-- Passage follows --

Educator Ursula Darby leads “When Life Changes: A Workshop in Healing” on April 2
Are you grieving a loss? A loved one, a relationship, a job, a version of yourself? Or maybe someone close to you is struggling, and you’re not sure how to help?
Grief isn’t just about funerals and black suits. According to certified grief educator Ursula Darby, it’s woven into the fabric of everyday life—quietly showing up in moments of transition, upheaval, or even quiet disappointment. And for many, it goes unrecognized, unspoken, and unresolved.
That’s exactly why Darby is inviting the community to “When Life Changes: A Workshop in Healing”—a two-hour, interactive session taking place April 2 from 7 to 9 p.m. at Silence Sounds, 46 Essex Street in Guelph.
“People don’t recognize or identify grief in their lives, and I’ve watched so many suffer from the narrative they tell themselves,” says Darby. “I interrupt that and help them to understand.”

-- Passage concluded --

*Work instructions:*
A: According to the workshop announcement, at what date and time does the session take place?
B: List every kind of loss that the workshop announcement names in its opening questions.
C: Write a continuation of the workshop announcement, picking up after its final quoted sentence.

-- Information shown follows --

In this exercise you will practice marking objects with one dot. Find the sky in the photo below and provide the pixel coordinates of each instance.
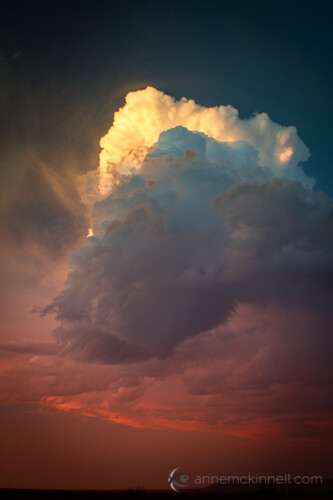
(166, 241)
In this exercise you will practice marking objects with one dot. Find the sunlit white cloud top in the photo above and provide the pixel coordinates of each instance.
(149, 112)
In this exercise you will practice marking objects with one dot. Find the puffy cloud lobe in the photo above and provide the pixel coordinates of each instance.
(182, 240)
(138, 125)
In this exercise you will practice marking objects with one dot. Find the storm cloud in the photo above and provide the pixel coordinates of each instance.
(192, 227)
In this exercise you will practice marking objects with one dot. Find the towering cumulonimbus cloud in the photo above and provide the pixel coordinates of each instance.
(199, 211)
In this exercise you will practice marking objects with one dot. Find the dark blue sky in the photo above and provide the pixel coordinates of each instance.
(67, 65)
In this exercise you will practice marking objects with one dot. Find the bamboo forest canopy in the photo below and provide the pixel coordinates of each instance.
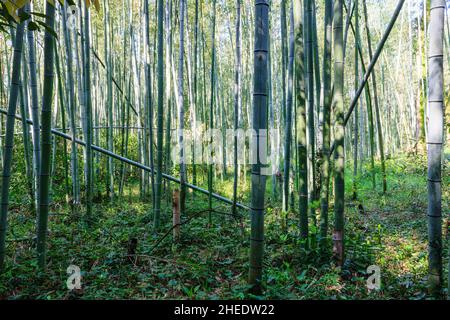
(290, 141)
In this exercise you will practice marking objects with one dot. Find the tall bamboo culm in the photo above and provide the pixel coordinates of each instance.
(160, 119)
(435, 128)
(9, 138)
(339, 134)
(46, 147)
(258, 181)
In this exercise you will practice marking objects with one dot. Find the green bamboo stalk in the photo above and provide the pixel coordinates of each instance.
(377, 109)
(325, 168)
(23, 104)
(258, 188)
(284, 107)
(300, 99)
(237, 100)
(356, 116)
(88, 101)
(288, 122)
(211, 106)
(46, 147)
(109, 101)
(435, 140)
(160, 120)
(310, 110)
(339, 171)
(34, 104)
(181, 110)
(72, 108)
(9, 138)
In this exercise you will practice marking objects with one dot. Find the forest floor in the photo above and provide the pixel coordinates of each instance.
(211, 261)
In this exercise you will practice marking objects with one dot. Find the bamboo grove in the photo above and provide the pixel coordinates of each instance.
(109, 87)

-- Information shown concluded --
-- Information shown follows --

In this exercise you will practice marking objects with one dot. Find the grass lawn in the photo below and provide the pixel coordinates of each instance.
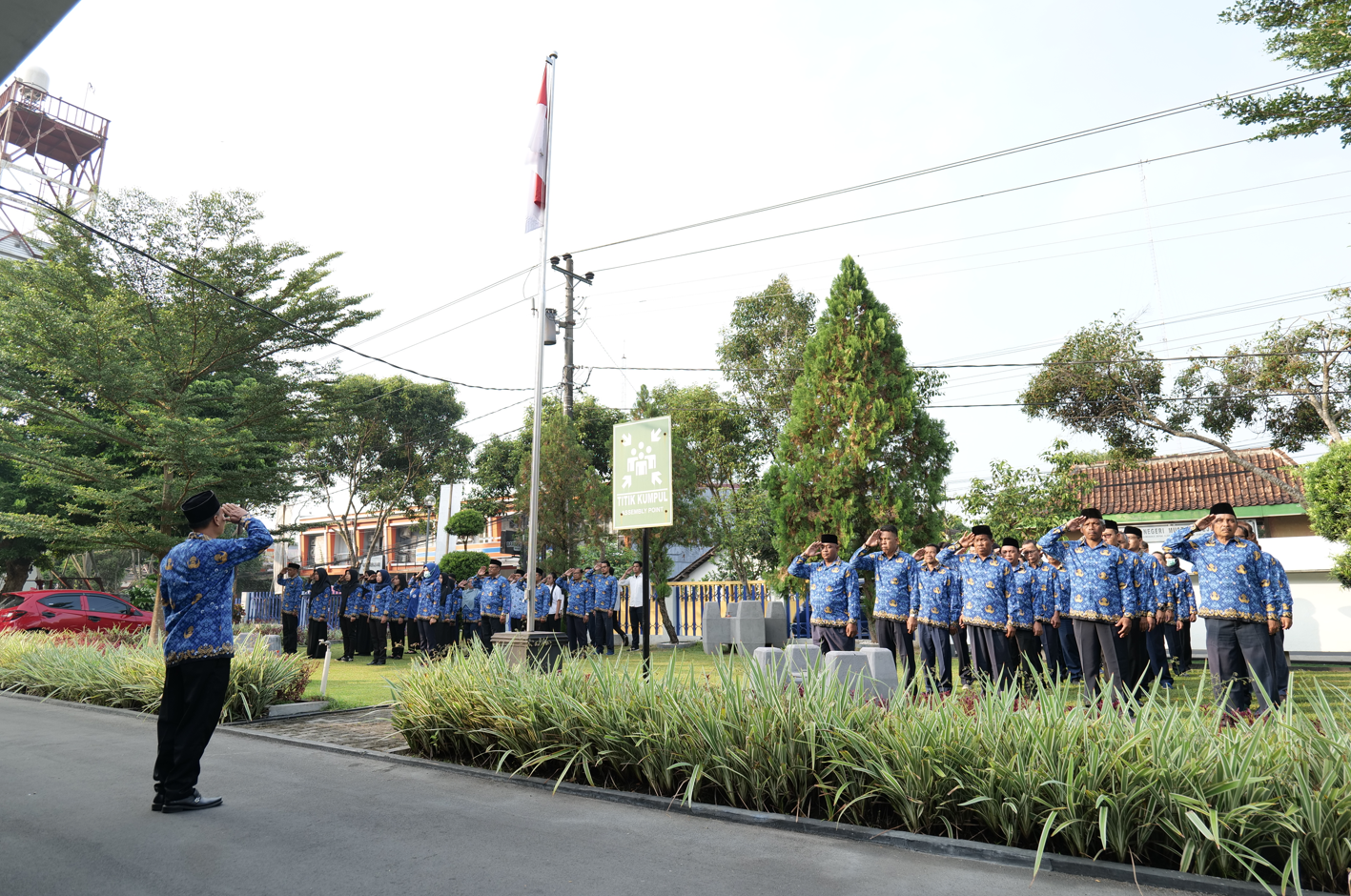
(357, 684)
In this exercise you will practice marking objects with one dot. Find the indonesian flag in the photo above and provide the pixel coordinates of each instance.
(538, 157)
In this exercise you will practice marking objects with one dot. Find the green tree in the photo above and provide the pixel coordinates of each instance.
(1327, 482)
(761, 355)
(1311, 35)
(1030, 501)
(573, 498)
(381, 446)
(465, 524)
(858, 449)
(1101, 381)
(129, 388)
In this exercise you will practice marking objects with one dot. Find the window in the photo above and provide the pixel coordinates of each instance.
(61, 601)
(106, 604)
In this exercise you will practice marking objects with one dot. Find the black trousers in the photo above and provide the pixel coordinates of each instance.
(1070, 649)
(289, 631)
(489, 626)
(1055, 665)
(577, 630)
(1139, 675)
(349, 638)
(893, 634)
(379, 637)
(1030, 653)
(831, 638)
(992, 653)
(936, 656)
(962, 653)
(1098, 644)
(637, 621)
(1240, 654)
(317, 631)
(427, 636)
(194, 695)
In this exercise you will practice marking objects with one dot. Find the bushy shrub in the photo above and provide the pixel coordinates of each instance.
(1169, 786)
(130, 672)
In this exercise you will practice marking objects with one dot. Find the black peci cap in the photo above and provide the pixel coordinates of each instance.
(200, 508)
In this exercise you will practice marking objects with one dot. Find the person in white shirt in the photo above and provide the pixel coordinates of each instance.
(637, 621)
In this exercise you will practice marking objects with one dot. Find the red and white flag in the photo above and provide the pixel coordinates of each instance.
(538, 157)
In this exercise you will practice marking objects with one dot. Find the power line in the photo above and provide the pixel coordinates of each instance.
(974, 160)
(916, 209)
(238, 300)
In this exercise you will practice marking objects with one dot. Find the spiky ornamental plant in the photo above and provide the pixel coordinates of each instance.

-- Information shown concluded --

*Task-by-task outputs:*
A: April 2 from 7 to 9 p.m.

B: A loved one, a relationship, a job, a version of yourself

C:
This workshop isn’t therapy. It’s connection. It’s insight. It’s about having a safe space to acknowledge the hard stuff, ask the awkward questions, and—most importantly—listen.
Because here’s the truth: most of us are grief-illiterate.
Darby has spent over 21 years guiding people through loss, and she’s seen it all—from those mourning a person to those mourning possibilities. Lost careers, health scares, breakups, estranged friendships, aging—grief wears many disguises. And ignoring it? That’s like putting duct tape over a smoke alarm.
“We don’t heal in isolation,” Darby says. “We heal in our communities, with people who are willing to sit in the discomfort with us.”
The workshop is designed for anyone—those directly grieving, and those supporting someone who is. Darby emphasizes that healing doesn’t require grand gestures. It starts with being present. With asking, “Do you want to talk about your person?” and being okay with whatever the answer is.
“The most powerful, compassionate thing you will ever do is listen,” she says. “You don’t have to fix it. You don’t have to make it about you. Just witness them. That’s healing.”
If this sounds like unfamiliar territory, you’re not alone. Darby hears it all the time: “I feel uncomfortable. I don’t know what to say.” But that’s exactly what she’s here to change. Through storytelling, shared experience, and practical tools, attendees will leave with a better understanding of what grief actually is—and what it isn’t.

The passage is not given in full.